Entries shown |
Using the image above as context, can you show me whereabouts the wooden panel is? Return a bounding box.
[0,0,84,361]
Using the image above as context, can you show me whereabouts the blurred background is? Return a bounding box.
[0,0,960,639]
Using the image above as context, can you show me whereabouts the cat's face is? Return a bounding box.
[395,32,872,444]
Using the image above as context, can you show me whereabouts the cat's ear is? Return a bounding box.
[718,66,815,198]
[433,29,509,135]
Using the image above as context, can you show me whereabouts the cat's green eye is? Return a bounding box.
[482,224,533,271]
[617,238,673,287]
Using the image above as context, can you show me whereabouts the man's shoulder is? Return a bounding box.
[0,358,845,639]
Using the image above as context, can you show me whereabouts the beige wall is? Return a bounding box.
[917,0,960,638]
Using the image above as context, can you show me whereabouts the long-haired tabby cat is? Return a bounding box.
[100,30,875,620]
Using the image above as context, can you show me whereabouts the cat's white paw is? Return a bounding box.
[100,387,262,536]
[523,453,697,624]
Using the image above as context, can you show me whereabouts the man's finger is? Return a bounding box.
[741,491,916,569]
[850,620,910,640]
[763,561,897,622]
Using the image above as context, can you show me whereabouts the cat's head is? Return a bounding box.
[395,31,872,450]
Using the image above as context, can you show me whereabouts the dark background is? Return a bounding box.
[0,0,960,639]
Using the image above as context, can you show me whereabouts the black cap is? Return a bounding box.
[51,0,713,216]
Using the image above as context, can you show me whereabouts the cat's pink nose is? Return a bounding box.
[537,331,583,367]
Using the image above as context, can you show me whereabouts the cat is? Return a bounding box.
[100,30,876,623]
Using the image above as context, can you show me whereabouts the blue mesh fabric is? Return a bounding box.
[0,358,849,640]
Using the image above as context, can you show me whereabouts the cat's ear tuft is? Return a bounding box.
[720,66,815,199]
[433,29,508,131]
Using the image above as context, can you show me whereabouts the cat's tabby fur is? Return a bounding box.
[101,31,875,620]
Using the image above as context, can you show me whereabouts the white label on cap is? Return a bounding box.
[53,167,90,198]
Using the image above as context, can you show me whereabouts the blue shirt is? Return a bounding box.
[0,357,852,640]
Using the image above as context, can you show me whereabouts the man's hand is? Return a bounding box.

Written problem |
Give the entries again starting at the line containing "finger is? Return a bounding box." and ending at the line containing "[101,31,875,620]", and swap every "whereabouts" for "the location" while leaving everything else in them unchanged.

Full solution |
Using the image above as context, can you show me the location the man's finger is? Return a bounding box.
[741,491,916,569]
[850,620,910,640]
[763,561,897,622]
Using the image above as context, can you show me the location the cat's head is? Return a bounding box.
[395,31,872,450]
Using the image above as context, can you show me the location the dark background is? Return a bounding box.
[0,0,960,639]
Using the image above as context, can you show me the location the black cap is? Return a bounding box.
[51,0,713,216]
Using the image above as context, can you show me the location the cat's pink nose is? Return a bounding box.
[537,331,583,367]
Using the image above as context, can you show me the location the cat is? Return a bounding box.
[100,30,876,623]
Using the image above as context, can you show me the location the blue mesh fabric is? Return a bounding box.
[0,358,849,640]
Using the image above as context, can you show me the location the cat's ear tuft is? Return a bounding box.
[720,66,815,199]
[433,29,508,131]
Using the image above as context, can you show me the location the cat's tabby fur is? Return a bounding box.
[101,31,875,620]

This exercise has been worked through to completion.